-- TASK MATERIAL follows --

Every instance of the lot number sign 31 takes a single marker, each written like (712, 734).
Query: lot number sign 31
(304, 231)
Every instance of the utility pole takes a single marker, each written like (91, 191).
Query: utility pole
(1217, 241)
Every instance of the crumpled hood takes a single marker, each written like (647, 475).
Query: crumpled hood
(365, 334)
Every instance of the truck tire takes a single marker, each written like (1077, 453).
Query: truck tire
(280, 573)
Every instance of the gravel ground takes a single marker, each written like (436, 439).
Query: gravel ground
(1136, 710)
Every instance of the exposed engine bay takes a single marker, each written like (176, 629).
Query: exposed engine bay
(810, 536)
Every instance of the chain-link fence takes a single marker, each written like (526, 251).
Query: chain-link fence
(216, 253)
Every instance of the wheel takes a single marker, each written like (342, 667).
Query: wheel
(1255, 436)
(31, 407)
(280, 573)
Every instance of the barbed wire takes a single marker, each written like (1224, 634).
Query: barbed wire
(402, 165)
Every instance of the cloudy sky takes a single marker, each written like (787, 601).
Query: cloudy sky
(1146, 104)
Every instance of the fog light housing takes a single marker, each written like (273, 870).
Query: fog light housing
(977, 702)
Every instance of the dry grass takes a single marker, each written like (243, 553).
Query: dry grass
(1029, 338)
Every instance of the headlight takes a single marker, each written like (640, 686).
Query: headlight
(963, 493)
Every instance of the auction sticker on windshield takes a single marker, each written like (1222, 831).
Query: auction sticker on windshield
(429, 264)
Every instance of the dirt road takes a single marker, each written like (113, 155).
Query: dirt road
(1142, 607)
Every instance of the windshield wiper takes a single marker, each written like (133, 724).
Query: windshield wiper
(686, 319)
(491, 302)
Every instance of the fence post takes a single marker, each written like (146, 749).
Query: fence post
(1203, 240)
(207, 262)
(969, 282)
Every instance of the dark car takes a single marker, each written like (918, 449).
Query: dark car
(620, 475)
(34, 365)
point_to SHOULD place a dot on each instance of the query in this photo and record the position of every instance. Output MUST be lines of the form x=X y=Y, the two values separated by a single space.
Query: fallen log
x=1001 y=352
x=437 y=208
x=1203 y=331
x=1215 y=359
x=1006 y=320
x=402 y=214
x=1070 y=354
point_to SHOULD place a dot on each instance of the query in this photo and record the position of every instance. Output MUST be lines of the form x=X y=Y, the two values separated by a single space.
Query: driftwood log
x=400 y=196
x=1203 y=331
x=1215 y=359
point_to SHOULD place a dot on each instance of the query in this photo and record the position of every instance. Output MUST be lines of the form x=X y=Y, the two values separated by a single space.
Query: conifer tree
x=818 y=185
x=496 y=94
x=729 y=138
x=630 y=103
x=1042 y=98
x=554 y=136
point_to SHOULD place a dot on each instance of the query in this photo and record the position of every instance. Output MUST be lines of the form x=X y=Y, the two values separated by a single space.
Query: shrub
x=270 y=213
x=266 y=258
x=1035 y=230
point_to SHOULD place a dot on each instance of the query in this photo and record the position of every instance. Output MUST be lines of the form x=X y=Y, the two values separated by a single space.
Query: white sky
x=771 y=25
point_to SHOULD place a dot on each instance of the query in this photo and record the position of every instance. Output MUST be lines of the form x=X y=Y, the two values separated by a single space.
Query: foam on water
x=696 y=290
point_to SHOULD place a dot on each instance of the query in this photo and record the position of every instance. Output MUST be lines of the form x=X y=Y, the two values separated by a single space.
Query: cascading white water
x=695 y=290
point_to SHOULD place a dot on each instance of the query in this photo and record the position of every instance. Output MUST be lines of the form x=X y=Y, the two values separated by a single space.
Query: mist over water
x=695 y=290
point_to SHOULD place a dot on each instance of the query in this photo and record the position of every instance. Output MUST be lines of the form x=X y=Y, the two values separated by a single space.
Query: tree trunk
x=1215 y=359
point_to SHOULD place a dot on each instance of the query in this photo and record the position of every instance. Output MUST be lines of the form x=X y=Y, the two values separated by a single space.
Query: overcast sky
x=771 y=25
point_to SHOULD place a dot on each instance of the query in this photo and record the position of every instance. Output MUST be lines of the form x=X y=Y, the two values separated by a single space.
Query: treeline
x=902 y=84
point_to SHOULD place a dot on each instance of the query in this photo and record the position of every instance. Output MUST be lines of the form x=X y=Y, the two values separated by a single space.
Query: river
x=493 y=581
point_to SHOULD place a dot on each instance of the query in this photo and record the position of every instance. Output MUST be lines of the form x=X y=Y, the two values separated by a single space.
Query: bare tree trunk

-- TASK MATERIAL concluded --

ABOUT THIS TASK:
Start at the first line and transcribe the data exactly through the last.

SOLUTION FOR THIS PROBLEM:
Every instance of the lot number sign 31 takes a single marker, each written like (712, 734).
Query: lot number sign 31
(304, 231)
Every instance of the utility pole takes a single marker, each written like (91, 191).
Query: utility pole
(1217, 241)
Every instance of the crumpled hood takes a single marker, each written like (647, 475).
Query: crumpled hood
(365, 334)
Every instance of the truck tire takes a single marker, each written like (1077, 453).
Query: truck tire
(280, 573)
Every instance of the gravel ground takes a single marker, each written like (436, 439).
Query: gravel ground
(1136, 710)
Every instance of the exposed engine bay takes a single marker, each written like (176, 629).
Query: exposed engine bay
(810, 536)
Every instance of the chain-link fence takes a single marker, each written like (526, 251).
Query: chain-link fence
(216, 253)
Every instance of the wheel takes a single marker, each written like (342, 667).
Query: wheel
(1255, 436)
(31, 407)
(280, 573)
Every instance of the barbed wire takes a single marker, each written like (1224, 634).
Query: barbed wire
(402, 165)
Every instance of the cloudy sky takes a single marker, each written like (787, 601).
Query: cloudy sky
(1146, 104)
Every instance of the fog light housing takes a single marker, each written like (273, 870).
Query: fog light housing
(977, 702)
Every instance of the dry grass takes a single marker, each written like (243, 553).
Query: dry grass
(1029, 338)
Every instance of the headlight takes a single marker, each written like (640, 686).
Query: headlight
(963, 493)
Every instance of the auction sticker on windshield takes a single marker, each written like (1222, 831).
Query: auction sticker on windshield
(429, 264)
Every instance of the dirt road takes a single marker, each written like (113, 155).
Query: dirt road
(1142, 607)
Every instance of the windshield wiper takes a single marker, each written like (133, 724).
Query: windshield wiper
(686, 319)
(491, 302)
Every instance of the fence post takes a single marker, each written like (146, 749).
Query: fence post
(1203, 240)
(207, 262)
(969, 282)
Every instance of the dark car takes a single marker, each written like (918, 449).
Query: dark car
(620, 475)
(34, 365)
point_to SHOULD place a dot on each instance of the query in this photo and record the position of every instance. Output MUST be lines of the form x=X y=Y, the two values separated by a single space.
Query: fallen log
x=1001 y=352
x=437 y=208
x=1203 y=331
x=1215 y=359
x=1006 y=320
x=402 y=214
x=1070 y=354
point_to SHOULD place a dot on each instance of the query in this photo and record the position of every instance. Output MUST be lines of the form x=X y=Y, the two values separated by a single space.
Query: driftwood log
x=400 y=196
x=1203 y=331
x=1215 y=359
point_to SHOULD place a dot on each instance of the query in this photo and record the position of every instance. Output MUST be lines of the form x=X y=Y, the two values separated by a single space.
Query: conifer tree
x=818 y=185
x=496 y=94
x=729 y=138
x=630 y=103
x=1042 y=98
x=554 y=136
point_to SHOULD place a dot on each instance of the query in this photo and record the position of every instance. Output MUST be lines of the form x=X y=Y, the two values separated by a single space.
Query: shrub
x=270 y=213
x=266 y=258
x=1035 y=230
point_to SHOULD place a dot on each instance of the query in this photo and record the position of every instance. Output MUST be lines of the form x=X y=Y, the two values separated by a single space.
Query: white sky
x=771 y=25
point_to SHOULD place a dot on each instance of the query in this photo and record the position of every instance. Output MUST be lines of the form x=X y=Y, the two values separated by a single space.
Query: foam on water
x=696 y=290
point_to SHOULD place a dot on each instance of the query in this photo and record the position of every instance. Output MUST be lines of the form x=X y=Y, the two values separated by a single space.
Query: cascading white water
x=695 y=290
point_to SHOULD place a dot on each instance of the query in this photo and record the position of every instance. Output MUST be lines of the form x=X y=Y, the two values separated by a single space.
Query: mist over water
x=695 y=290
point_to SHOULD place a dot on each instance of the query in this photo and record the position of every instance. Output MUST be lines of the form x=X y=Y, the two values separated by a single space.
Query: tree trunk
x=1215 y=359
point_to SHOULD place a dot on each instance of the query in this photo and record the position of every instance. Output MUST be lines of the form x=X y=Y, the two values separated by a single space.
Query: overcast sky
x=771 y=25
point_to SHOULD place a dot on each instance of the query in this photo and record the position of every instance. Output MUST be lines of the form x=X y=Y, the two values separated by a single space.
Query: treeline
x=902 y=84
point_to SHOULD place a dot on each instance of the query in this photo and record the position of every instance. Output MUST be lines of the form x=X y=Y, the two values separated by a single space.
Query: river
x=493 y=581
point_to SHOULD place a dot on each instance of the query in this photo and record the position of every instance. Output MUST be lines of the form x=X y=Y, the two values separated by a single space.
Query: bare tree trunk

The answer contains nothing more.